Segment Open

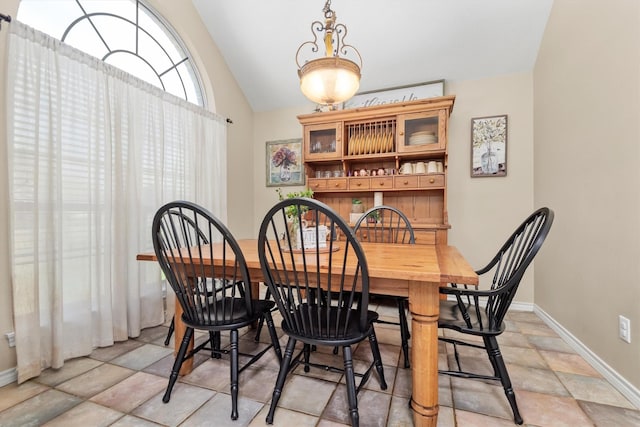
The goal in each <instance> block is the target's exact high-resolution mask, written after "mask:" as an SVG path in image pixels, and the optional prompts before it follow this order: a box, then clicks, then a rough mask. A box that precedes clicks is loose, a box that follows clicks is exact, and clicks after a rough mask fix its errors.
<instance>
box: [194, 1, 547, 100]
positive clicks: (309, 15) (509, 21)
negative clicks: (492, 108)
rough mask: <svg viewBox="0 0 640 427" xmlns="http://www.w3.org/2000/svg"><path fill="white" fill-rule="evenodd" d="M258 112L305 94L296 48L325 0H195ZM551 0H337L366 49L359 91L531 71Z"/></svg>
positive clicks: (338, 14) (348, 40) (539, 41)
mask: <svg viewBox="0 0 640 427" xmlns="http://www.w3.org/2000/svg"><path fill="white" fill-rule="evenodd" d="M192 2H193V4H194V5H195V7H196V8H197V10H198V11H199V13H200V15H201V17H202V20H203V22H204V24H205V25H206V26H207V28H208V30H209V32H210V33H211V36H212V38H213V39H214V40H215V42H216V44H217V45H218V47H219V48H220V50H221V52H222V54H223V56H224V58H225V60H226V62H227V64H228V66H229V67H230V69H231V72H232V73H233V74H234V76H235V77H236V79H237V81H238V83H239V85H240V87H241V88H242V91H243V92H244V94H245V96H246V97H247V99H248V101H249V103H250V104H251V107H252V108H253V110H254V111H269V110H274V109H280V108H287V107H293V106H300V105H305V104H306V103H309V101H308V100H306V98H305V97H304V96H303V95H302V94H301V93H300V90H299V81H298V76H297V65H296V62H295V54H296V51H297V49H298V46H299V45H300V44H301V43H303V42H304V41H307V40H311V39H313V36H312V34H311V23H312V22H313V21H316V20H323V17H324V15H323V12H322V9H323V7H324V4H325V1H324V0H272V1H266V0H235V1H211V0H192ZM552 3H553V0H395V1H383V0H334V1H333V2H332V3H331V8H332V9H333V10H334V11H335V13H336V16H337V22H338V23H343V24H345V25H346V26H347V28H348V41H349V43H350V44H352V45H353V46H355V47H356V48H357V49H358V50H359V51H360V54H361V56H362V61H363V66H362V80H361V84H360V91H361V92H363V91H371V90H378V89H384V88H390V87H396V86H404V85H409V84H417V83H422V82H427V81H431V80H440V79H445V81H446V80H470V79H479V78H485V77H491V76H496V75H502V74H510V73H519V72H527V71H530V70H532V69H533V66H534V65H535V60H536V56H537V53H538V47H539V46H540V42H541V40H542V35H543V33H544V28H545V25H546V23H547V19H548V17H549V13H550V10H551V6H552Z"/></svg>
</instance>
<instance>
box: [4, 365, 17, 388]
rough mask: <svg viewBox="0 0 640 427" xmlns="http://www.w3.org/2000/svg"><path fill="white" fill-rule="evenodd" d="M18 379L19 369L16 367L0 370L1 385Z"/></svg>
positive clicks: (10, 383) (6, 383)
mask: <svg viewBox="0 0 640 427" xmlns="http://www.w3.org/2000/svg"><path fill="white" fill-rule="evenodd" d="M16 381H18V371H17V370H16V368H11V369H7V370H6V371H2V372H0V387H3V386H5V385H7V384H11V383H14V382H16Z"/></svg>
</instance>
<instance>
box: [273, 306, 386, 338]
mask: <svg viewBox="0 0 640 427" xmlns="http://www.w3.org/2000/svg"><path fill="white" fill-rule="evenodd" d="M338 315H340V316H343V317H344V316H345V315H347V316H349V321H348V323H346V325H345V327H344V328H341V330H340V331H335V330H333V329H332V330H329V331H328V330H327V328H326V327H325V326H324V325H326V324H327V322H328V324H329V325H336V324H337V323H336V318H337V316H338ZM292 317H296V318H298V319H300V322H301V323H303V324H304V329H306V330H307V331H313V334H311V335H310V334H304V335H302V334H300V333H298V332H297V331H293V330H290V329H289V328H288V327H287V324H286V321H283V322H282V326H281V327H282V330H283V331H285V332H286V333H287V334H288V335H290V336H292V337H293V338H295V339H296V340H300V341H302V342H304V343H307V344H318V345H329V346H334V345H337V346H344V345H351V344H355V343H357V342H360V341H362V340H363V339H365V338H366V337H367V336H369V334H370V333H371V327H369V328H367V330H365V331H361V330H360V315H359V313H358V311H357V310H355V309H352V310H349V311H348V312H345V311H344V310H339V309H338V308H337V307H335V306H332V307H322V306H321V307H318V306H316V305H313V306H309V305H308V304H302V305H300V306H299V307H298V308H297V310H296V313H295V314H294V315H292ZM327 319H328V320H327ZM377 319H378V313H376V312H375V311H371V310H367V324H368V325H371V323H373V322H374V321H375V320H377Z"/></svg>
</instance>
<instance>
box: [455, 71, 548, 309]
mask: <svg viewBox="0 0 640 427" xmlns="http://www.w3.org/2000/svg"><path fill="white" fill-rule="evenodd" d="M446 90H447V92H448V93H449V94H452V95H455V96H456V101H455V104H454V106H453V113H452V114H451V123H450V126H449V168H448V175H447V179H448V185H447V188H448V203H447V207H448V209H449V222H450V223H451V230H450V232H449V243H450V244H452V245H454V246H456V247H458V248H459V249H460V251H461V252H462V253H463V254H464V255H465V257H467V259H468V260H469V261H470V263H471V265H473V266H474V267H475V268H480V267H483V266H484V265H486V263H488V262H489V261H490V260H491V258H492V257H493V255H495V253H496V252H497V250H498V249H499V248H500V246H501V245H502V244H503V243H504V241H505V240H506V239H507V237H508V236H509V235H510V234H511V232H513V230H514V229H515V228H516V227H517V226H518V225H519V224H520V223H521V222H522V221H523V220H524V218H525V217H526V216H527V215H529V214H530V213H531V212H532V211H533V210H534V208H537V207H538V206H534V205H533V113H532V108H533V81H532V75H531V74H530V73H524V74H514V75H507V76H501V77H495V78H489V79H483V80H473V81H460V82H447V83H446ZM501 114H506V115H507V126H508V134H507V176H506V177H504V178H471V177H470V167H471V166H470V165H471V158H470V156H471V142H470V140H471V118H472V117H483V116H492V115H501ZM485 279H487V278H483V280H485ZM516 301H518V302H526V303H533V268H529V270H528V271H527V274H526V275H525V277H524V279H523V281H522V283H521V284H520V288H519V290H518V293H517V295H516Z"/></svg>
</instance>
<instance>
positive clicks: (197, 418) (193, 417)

Segment Closed
Segment Open

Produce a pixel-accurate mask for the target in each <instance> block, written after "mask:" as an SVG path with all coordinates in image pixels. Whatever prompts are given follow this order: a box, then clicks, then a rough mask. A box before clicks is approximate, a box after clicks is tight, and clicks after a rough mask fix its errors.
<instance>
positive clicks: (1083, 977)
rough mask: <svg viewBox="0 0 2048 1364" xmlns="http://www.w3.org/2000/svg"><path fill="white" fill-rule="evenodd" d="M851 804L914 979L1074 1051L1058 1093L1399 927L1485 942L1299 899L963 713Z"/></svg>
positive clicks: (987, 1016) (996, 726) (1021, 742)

Segment Closed
Segment Open

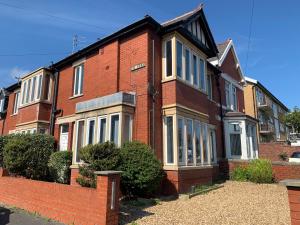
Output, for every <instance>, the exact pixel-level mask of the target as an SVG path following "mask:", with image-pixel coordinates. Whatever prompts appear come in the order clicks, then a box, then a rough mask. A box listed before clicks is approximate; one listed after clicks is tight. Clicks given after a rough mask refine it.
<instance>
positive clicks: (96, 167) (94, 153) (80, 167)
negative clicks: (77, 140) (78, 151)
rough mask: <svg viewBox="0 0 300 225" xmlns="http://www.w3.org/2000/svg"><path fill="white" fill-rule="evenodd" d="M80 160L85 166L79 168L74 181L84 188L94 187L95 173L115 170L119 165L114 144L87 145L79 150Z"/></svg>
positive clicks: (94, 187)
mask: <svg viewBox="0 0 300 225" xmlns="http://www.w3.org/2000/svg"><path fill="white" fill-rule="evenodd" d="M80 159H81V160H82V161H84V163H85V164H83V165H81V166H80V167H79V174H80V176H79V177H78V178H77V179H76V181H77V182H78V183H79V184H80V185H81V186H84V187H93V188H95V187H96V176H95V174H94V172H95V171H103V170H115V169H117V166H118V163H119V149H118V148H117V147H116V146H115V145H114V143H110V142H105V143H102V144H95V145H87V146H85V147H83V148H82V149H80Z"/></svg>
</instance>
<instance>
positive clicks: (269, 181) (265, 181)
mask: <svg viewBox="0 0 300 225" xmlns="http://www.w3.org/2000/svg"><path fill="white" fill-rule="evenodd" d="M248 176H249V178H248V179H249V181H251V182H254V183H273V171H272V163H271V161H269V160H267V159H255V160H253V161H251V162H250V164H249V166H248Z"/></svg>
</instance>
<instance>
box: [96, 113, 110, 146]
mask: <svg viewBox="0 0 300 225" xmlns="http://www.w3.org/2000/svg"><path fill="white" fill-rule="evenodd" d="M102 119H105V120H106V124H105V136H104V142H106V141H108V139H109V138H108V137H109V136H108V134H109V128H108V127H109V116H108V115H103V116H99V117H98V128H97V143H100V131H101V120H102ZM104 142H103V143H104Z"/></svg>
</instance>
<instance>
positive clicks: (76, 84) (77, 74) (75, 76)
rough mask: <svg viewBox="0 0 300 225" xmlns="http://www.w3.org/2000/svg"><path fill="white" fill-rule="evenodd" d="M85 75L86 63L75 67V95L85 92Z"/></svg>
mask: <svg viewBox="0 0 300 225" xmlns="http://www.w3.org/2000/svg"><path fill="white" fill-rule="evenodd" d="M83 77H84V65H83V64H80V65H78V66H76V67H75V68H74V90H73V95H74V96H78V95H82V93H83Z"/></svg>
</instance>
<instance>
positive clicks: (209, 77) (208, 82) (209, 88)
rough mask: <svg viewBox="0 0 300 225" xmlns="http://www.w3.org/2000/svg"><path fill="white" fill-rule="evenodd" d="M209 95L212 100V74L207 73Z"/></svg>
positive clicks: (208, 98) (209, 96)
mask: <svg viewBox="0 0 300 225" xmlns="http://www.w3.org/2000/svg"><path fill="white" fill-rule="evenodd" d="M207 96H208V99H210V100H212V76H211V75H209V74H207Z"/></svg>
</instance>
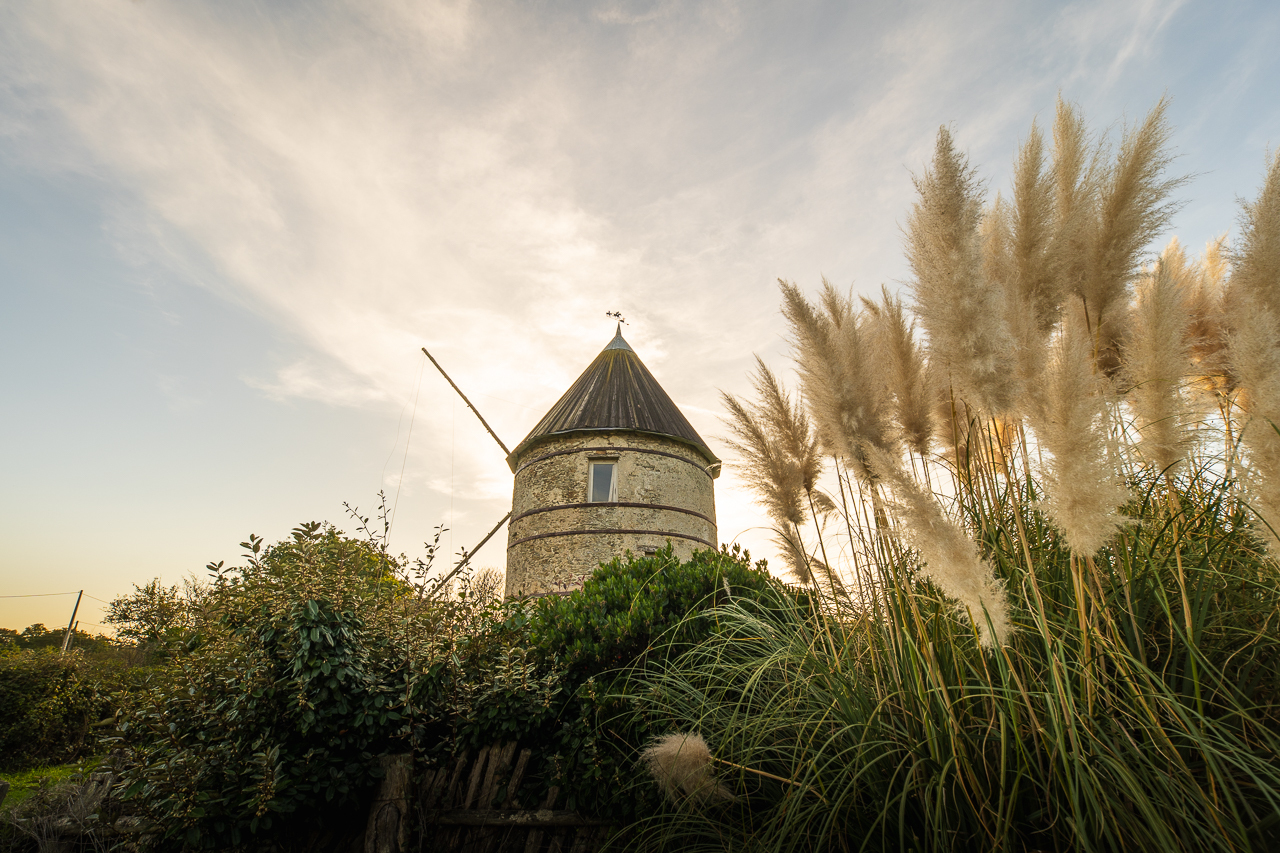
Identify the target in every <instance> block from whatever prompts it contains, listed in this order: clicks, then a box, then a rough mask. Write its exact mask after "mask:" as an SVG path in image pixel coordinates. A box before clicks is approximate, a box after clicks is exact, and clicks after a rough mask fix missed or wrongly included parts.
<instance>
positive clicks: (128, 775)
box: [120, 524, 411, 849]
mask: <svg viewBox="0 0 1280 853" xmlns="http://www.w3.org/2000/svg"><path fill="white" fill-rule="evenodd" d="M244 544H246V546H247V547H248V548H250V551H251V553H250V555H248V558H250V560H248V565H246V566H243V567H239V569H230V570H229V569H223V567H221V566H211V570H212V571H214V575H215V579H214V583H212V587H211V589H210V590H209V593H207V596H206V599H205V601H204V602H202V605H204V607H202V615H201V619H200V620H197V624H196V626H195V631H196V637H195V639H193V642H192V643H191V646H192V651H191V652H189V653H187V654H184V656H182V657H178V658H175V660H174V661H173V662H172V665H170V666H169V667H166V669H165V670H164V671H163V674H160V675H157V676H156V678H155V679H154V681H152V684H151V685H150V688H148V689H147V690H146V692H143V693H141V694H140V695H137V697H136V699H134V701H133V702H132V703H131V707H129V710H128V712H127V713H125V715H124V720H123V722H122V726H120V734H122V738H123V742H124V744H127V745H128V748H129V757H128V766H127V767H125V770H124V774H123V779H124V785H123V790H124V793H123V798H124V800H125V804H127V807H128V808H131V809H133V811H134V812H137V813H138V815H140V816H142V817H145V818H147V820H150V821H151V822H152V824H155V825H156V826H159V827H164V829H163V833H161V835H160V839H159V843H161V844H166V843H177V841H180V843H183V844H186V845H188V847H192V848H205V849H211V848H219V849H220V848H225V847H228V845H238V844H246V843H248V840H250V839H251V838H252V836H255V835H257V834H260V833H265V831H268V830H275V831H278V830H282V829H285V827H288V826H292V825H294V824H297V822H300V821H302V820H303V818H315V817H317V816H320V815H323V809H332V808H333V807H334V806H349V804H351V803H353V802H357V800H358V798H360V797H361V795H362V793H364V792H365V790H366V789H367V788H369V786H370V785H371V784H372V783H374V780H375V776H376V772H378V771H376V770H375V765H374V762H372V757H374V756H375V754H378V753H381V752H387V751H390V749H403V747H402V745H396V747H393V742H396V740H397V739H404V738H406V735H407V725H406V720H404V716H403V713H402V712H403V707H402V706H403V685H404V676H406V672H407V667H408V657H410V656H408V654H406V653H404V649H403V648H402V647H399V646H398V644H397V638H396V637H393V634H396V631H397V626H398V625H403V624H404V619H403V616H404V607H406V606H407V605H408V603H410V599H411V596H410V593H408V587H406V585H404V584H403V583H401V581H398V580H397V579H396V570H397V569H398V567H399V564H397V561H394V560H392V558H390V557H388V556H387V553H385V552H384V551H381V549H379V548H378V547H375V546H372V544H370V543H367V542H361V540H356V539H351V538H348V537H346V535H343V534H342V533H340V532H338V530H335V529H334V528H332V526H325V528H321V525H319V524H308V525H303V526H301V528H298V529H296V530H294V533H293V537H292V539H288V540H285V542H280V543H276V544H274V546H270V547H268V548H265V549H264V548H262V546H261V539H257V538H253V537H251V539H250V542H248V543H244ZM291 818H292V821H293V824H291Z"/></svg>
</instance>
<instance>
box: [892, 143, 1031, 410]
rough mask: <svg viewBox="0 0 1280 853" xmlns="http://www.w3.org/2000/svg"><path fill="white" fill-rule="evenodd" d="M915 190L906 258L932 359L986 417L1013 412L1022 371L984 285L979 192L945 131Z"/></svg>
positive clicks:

Segment Closed

#### [HOW TO COMPLETE THIS TASK]
Count how many lines of the listing above include "negative" and report that number alone.

#### [FINAL ANSWER]
2